_Goal_. Rewrite the stretch from the start of the entries through the line containing "[195,204,302,350]" in full, shifting every bounding-box coordinate by -8. Omit the pictures.

_Data supplied_.
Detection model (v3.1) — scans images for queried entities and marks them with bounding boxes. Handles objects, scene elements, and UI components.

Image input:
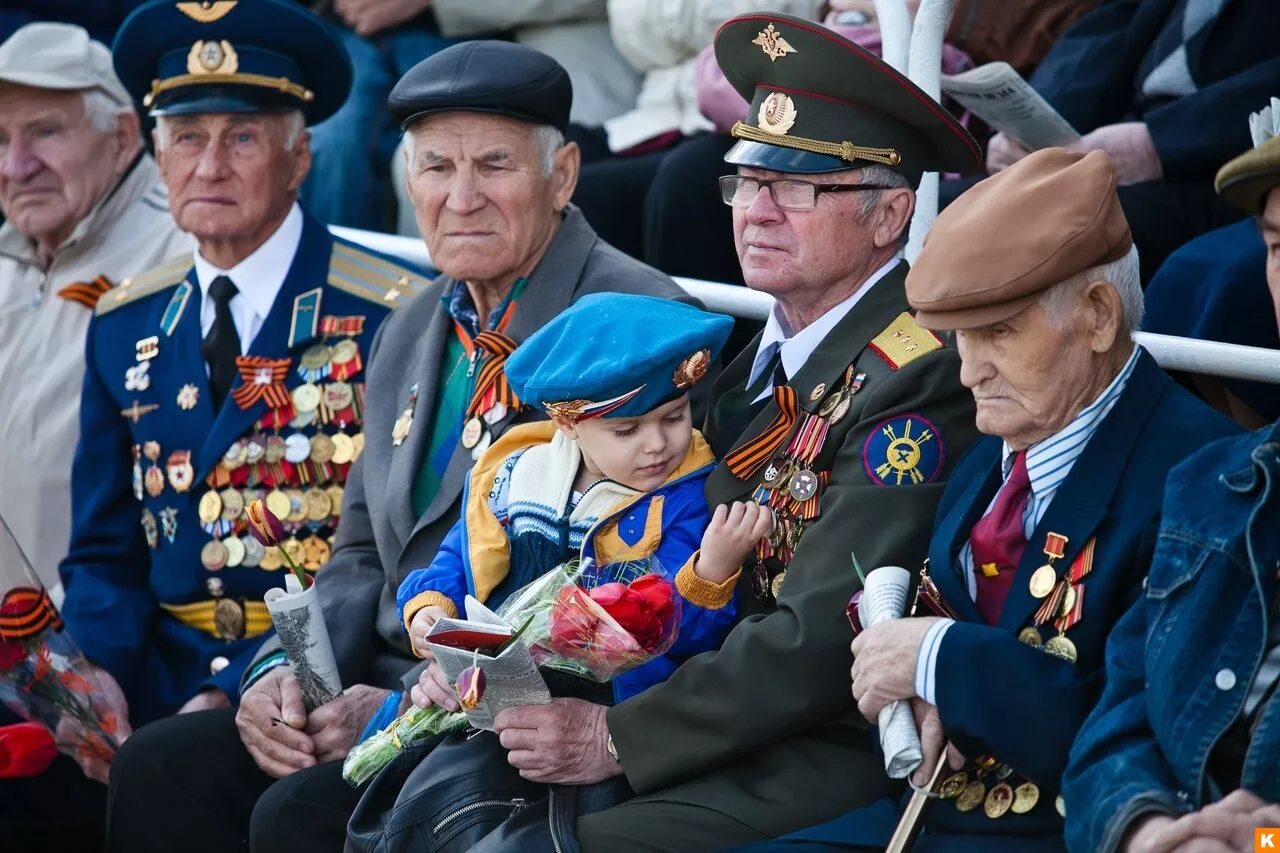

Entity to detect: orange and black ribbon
[232,356,289,409]
[724,386,800,480]
[465,332,520,418]
[58,275,111,311]
[0,587,63,640]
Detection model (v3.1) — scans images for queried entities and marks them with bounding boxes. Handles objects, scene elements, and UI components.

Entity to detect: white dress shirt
[915,346,1142,704]
[746,255,902,403]
[195,204,302,350]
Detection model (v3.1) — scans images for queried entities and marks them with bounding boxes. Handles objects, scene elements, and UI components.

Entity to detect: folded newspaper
[942,63,1080,151]
[426,596,552,731]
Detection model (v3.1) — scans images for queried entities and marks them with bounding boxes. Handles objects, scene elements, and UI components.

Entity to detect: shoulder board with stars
[869,311,946,370]
[329,241,430,309]
[93,252,192,316]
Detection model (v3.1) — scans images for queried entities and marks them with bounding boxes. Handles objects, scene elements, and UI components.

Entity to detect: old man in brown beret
[742,149,1236,853]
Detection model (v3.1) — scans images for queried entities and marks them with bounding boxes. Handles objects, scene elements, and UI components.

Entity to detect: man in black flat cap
[109,41,709,853]
[414,13,978,853]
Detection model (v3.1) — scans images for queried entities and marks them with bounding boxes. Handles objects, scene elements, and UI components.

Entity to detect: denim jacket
[1064,424,1280,853]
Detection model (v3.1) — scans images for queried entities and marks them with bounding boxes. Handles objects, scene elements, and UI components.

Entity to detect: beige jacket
[604,0,822,151]
[0,154,193,601]
[431,0,640,127]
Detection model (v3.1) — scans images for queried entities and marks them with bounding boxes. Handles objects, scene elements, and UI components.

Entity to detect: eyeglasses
[721,174,893,210]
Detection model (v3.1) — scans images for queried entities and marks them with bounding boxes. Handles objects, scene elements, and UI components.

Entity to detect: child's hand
[408,605,448,661]
[694,501,773,584]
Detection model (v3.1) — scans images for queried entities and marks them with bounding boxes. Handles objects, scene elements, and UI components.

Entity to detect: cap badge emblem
[755,92,796,136]
[187,40,239,76]
[751,24,796,63]
[671,350,712,391]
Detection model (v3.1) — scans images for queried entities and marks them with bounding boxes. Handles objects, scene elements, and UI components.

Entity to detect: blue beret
[387,41,573,133]
[506,293,733,421]
[111,0,351,124]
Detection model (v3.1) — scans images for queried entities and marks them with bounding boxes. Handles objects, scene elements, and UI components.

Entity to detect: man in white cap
[0,23,191,603]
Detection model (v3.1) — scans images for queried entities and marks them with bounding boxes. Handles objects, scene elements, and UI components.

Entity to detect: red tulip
[0,722,58,779]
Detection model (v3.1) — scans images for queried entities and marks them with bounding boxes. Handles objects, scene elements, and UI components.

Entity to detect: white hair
[156,110,307,151]
[403,124,564,178]
[81,88,133,133]
[1039,246,1146,338]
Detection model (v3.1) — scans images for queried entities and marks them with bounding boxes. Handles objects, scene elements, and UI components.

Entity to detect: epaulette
[329,241,430,309]
[93,252,192,316]
[870,311,946,370]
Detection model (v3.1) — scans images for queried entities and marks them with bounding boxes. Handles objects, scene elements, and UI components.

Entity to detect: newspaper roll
[858,566,924,779]
[262,573,342,712]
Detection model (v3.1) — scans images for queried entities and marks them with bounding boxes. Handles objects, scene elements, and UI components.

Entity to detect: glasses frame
[719,174,900,213]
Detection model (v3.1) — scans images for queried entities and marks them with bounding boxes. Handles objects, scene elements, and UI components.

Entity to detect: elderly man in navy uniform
[386,13,978,852]
[60,0,425,776]
[737,149,1239,853]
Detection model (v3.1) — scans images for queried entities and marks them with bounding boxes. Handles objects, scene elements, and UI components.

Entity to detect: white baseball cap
[0,23,133,108]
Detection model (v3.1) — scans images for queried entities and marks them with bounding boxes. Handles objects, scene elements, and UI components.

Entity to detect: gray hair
[403,124,564,178]
[81,88,133,133]
[156,110,307,151]
[1039,246,1146,338]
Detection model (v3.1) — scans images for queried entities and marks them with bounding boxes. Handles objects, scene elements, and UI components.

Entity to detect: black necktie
[200,275,239,410]
[709,342,787,456]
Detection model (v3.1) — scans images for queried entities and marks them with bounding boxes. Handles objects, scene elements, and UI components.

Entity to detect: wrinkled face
[1258,187,1280,335]
[733,167,901,298]
[956,298,1096,450]
[156,113,311,242]
[561,394,694,492]
[0,85,123,245]
[406,113,577,282]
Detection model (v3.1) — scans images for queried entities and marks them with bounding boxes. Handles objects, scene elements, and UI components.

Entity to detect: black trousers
[106,708,358,853]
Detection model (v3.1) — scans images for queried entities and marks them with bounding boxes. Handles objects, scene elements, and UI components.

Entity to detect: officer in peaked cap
[60,0,425,788]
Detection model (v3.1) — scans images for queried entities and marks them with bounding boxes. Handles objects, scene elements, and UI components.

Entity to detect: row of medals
[751,365,865,605]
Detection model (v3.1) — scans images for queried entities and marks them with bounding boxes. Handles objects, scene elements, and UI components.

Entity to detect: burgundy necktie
[969,451,1032,625]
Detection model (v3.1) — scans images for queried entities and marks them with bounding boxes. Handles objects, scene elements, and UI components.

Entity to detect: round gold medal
[219,489,244,521]
[333,433,356,465]
[264,489,293,519]
[303,489,333,524]
[1012,783,1039,815]
[1029,566,1057,598]
[983,783,1014,820]
[956,779,987,812]
[1044,634,1079,663]
[196,489,223,524]
[938,770,969,799]
[200,539,228,571]
[311,433,333,465]
[223,537,244,569]
[291,382,320,414]
[462,418,484,450]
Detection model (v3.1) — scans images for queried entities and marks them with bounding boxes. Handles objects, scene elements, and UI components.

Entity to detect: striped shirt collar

_Solution to the problem_.
Detection model (v3.1) — scans images for queried entities and marks them with bounding boxes. Handles objects, scene elements, and UI components.

Image input:

Entity to detect: orange and black ribbon
[224,348,281,401]
[716,378,792,472]
[457,324,512,410]
[50,267,103,303]
[-8,579,55,632]
Detection model (v3.1) — scans images for queried entities and marks them with bounding boxes. Handles objects, scene elements, and UI components.

Entity to detect: white dress shirt
[907,338,1134,696]
[738,247,894,395]
[187,196,294,342]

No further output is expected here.